## EXTRAIT SOURCE
++++

Et, concomitamment, il existerait un marché mondial du salarié, toujours tiré, lui, vers le ... bas, via l’est de l’Europe, voire, pis, la Chine !

Une comparaison historique permet de mieux prendre conscience de la dérive.

- En 1989, la publication de la fiche de paye du patron de PSA, Jacques Calvet, provoque un immense scandale, parce qu’il gagne 30 fois plusqu’un OS de son entreprise.

- En 2004, son successeur est gratifié de 2,85 millions d’euros par an, soit 200 fois le Smic.Et encore Jean-Martin Folz se situe-t-il sous la moyenne des grands patrons !

Le cabiet Proxinvest, conseil auprès des actionnaires, a récemment fait une proposition de limitation volontaire des rémunérations à 240 fois le Smic.

Aucun manager, et encore moins le Medef, n’a repris cette idée de bon sens.

- Le 14 juillet, Jacques Chirac a émis l’idée qu’il faudrait « assurément encadrer les stock-options ».

- A l’Assemblée nationale, Edouard Balladur a rédigé une proposition de loi limitant non pas le niveau, mais l’usage des stock-options pour éviter un nouveau scandale type EADS.

- Cent vingt députés l’ont cosigné. Là encore, le Medef est parti en guerre.

Ainsi, les grands patrons sont les vrais privilégiés d’aujourd’hui. Ils bénéficient d’un régime tout à fait particulier, exceptionnel, même. A l’image de la noblesse de l’Ancien Régime, ils se sont octroyés les avantages d’un « statut acquiS ».

++++

Entrées de contours de zones étiquetées:

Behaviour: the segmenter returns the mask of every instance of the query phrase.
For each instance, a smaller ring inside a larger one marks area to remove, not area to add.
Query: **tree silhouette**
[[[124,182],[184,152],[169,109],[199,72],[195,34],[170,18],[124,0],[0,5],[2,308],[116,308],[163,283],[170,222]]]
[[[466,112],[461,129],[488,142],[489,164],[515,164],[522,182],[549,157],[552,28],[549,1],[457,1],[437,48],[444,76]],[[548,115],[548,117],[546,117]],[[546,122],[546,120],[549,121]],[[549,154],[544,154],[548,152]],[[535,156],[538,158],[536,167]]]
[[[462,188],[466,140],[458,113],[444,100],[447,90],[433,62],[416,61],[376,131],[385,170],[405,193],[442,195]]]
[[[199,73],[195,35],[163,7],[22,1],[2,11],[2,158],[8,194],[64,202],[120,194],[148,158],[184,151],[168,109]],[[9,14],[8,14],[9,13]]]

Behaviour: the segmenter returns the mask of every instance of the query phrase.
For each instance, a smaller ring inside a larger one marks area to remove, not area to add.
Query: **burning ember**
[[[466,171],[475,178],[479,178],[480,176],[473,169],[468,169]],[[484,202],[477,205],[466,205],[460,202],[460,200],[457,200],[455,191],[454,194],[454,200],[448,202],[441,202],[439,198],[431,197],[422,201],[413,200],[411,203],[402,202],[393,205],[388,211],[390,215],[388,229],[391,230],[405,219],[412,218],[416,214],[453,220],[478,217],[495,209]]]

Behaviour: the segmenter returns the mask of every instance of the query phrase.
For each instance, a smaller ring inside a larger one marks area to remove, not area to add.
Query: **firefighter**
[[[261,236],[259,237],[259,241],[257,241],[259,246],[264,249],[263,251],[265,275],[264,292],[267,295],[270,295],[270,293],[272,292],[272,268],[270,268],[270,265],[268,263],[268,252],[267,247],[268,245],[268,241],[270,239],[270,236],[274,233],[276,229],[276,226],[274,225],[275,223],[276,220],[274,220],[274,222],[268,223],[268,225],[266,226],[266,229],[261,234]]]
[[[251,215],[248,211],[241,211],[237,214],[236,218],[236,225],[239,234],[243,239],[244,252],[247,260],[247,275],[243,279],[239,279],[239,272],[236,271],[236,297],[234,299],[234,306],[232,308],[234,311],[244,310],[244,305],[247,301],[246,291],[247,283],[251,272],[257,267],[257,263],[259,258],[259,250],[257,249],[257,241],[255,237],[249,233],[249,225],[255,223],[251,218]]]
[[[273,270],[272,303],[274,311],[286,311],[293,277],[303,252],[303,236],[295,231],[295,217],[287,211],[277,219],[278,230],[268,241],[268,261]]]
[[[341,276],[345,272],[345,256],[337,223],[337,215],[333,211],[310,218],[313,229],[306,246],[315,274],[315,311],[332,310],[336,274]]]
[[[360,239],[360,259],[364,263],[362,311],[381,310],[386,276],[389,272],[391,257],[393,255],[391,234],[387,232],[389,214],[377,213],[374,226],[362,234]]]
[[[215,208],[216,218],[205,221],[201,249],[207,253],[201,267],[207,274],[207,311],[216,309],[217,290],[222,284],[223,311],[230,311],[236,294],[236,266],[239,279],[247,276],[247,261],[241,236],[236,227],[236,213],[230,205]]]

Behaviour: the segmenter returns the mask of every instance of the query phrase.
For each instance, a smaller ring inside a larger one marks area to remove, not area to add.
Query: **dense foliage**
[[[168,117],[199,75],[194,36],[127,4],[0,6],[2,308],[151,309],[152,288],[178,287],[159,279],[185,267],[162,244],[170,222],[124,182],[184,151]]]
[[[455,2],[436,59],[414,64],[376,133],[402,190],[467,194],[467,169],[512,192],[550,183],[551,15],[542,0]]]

++++

## CONSIGNE
Pour chacune des affirmations (a), (b) et (c), indiquez par oui ou par non si elle concorde avec l'extrait source et citez les mots décisifs de celui-ci.
(a) En 2004, le successeur de Jacques Calvet perçoit une rémunération équivalant à 200 fois le Smic.
(b) La proposition de loi rédigée par Edouard Balladur limite le niveau des stock-options.
(c) Jean-Martin Folz se situe au-dessus de la moyenne des grands patrons.

## CORRIGÉ
(a) Oui : « gratifié de 2,85 millions d’euros par an, soit 200 fois le Smic ».
(b) Non : « limitant non pas le niveau, mais l’usage des stock-options ».
(c) Non : « Jean-Martin Folz se situe-t-il sous la moyenne des grands patrons ».